* Information shown *
Begin

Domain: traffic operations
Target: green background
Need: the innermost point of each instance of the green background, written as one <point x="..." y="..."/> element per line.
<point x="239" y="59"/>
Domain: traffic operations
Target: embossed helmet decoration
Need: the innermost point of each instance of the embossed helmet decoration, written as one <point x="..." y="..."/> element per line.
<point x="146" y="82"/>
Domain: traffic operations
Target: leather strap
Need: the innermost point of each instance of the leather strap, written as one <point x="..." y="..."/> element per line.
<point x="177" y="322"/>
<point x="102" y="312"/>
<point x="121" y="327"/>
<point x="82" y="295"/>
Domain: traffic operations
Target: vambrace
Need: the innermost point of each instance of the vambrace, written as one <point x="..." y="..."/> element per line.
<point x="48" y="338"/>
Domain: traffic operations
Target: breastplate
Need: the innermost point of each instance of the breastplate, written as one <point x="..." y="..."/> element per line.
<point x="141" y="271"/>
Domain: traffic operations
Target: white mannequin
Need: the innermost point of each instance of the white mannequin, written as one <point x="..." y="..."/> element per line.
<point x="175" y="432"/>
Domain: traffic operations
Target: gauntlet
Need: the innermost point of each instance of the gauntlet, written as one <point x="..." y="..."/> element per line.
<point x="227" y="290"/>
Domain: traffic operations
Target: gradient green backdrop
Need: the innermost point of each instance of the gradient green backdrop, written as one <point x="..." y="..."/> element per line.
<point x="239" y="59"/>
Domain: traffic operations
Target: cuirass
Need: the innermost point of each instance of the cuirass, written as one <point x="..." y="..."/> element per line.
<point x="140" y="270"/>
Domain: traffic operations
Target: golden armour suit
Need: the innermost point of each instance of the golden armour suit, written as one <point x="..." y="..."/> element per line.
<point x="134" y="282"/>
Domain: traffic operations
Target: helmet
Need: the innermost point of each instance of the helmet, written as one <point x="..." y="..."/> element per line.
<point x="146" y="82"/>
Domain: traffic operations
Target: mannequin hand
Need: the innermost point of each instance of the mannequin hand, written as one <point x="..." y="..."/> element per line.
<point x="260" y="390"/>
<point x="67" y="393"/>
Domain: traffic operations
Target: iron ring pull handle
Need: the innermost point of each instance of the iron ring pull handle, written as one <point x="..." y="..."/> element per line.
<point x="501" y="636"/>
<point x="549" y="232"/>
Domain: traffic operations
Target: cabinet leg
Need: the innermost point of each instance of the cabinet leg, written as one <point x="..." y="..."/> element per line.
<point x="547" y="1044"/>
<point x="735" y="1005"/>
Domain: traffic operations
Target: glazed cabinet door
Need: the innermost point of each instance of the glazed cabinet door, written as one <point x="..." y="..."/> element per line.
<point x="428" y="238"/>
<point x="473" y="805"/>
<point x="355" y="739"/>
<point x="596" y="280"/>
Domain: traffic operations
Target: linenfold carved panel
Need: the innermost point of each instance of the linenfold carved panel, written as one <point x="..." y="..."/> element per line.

End

Return every line of the listing above that contains the string "mannequin", treating uppercase and lowercase as different.

* The response *
Target: white mannequin
Need: the innermost point of each instance of the white mannequin, written as one <point x="..." y="..."/> element per line.
Target: mannequin hand
Need: the innermost point of each instance of the mannequin hand, written as one <point x="..." y="..."/> element per line.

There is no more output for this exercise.